Francesco invece l’anno scorso ha dovuto pagare 300 euro per un ricorso che poi ha vinto. L’algoritmo che da due o tre anni assegna le supplenze lo ha “saltato”, assegnando il posto su cui aveva espresso la preferenza ad un collega con 40 punti in meno di lui.
Intanto ha passato l’anno a vagare tra supplenze brevi di qualche settimana o mese, pagato sempre in ritardo. Quando ha provato a chiedere spiegazioni alla segreteria gli è stato risposto che la prossima volta imparerà a pensarci due volte prima di accettare una supplenza di quel tipo.
Antonio ha superato il famigerato concorso ordinario del 2020 per insegnare storia e filosofia nei licei, dopo aver studiato per mesi. Normalmente sarebbe entrato quest’anno con lo scorrimento della graduatoria, ma i vincitori del nuovo concorso Pnrr sono passati avanti a lui e deve aspettare un altro giro di corsa, sperando che nel frattempo la graduatoria a scorrimento non venga chiusa e che ciò non lo costringa ad affrontare un secondo concorso senza motivo.
Queste sono solo alcune delle storie di chi era in piazza sabato per chiedere la fine dell’abuso dei contratti precari nella scuola, la fine del mercato dei titoli in cambio di punti in graduatoria, l’abolizione di una formazione in ingresso costosissima, dequalificata e preda del mercato deregolamentato delle università telematiche, con le quali gli atenei statali riescono difficilmente a competere.
Fondata sul lavoro precario
La scuola italiana è strutturalmente fondata sulla precarietà dei docenti. Circa un quarto degli 800mila professori e professoresse attualmente in cattedra nelle scuole statali e paritarie hanno dei contratti a termine.

- RECORD:
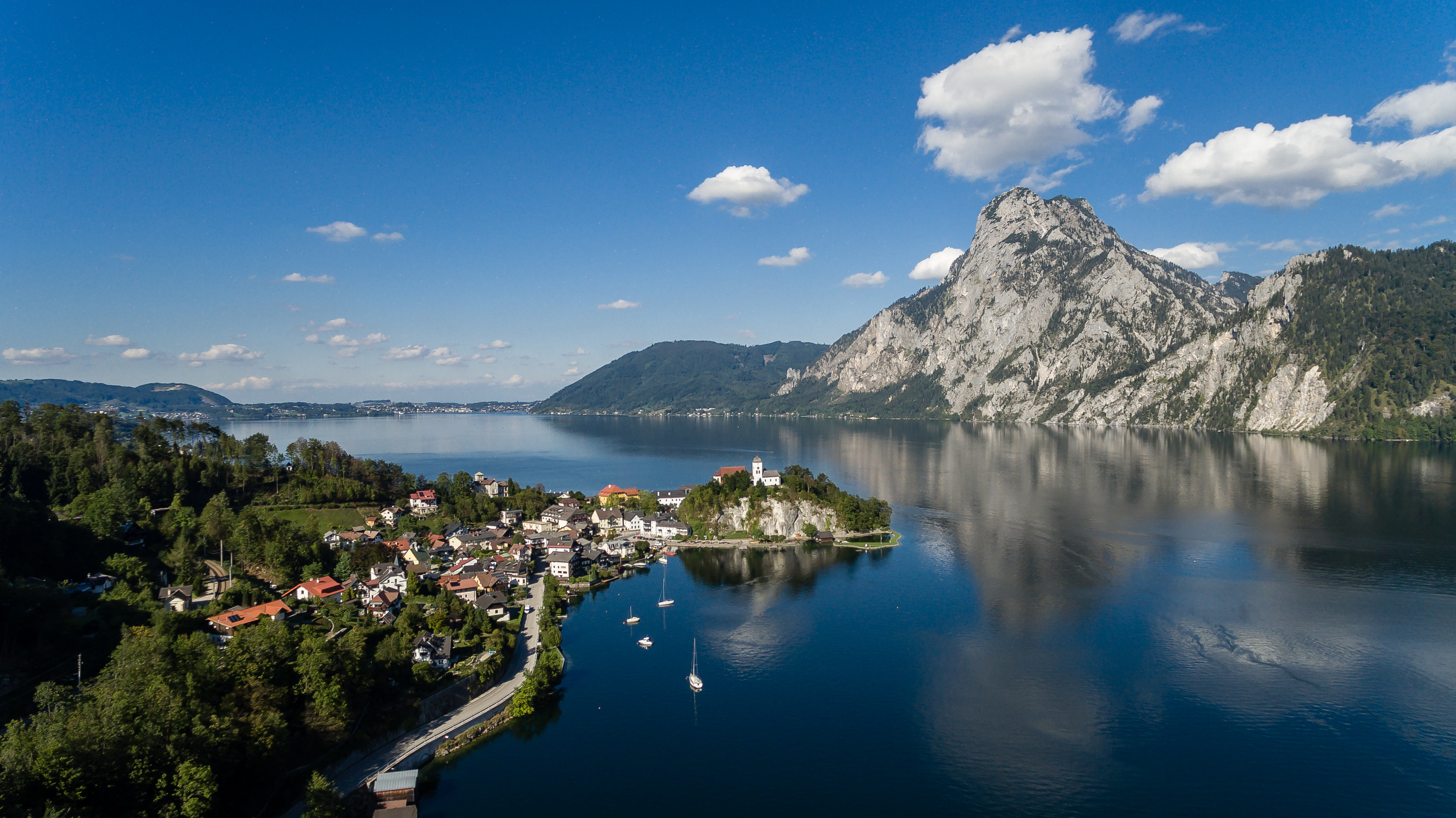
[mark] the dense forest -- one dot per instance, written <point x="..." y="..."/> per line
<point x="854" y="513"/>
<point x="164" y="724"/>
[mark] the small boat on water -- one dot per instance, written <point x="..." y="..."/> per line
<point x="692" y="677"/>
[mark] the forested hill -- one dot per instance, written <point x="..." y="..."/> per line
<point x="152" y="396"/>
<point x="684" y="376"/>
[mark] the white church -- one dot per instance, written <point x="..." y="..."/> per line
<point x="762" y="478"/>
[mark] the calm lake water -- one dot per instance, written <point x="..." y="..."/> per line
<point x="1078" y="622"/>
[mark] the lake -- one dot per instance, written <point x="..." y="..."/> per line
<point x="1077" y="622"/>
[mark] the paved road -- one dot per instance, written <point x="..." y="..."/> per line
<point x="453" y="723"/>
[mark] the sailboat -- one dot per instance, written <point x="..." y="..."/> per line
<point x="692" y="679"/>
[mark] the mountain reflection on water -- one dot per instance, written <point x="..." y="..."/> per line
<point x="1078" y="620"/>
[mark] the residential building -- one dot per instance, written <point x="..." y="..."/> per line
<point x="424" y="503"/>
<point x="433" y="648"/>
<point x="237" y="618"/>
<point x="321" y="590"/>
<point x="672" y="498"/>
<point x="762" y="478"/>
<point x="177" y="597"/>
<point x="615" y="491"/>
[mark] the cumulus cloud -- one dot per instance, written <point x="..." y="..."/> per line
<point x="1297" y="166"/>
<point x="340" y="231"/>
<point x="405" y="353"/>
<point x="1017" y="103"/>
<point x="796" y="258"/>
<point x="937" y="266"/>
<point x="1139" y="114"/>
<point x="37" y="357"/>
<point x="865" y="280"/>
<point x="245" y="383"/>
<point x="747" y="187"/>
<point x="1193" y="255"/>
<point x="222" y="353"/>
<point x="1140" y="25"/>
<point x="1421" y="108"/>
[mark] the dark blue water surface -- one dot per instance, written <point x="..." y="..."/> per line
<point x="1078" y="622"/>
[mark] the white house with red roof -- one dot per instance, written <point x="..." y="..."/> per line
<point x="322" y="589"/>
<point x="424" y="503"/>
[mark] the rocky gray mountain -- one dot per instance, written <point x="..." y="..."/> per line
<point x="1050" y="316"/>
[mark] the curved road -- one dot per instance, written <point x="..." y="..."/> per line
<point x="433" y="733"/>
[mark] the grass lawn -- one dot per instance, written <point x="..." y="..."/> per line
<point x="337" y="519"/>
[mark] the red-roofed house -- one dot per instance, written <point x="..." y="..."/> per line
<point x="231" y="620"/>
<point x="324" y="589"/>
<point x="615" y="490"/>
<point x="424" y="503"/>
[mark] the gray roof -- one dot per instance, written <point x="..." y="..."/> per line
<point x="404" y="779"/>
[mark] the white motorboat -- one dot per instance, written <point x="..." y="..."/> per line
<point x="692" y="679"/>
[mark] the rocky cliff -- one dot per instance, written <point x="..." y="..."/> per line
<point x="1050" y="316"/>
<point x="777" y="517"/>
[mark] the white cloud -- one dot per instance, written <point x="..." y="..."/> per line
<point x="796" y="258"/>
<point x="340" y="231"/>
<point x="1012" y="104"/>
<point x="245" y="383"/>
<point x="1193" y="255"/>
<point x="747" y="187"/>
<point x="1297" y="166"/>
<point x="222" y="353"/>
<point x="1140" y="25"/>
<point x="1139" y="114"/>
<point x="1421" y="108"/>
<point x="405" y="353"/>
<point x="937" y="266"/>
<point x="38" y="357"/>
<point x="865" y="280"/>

- CONSEGNA:
Trascrivi tutto il testo sul precariato nella scuola, da "Queste sono solo" giù fino a "contratti a termine." compreso.

- RISPOSTA ATTESA:
Queste sono solo alcune delle storie di chi era in piazza sabato per chiedere la fine dell’abuso dei contratti precari nella scuola, la fine del mercato dei titoli in cambio di punti in graduatoria, l’abolizione di una formazione in ingresso costosissima, dequalificata e preda del mercato deregolamentato delle università telematiche, con le quali gli atenei statali riescono difficilmente a competere.
Fondata sul lavoro precario
La scuola italiana è strutturalmente fondata sulla precarietà dei docenti. Circa un quarto degli 800mila professori e professoresse attualmente in cattedra nelle scuole statali e paritarie hanno dei contratti a termine.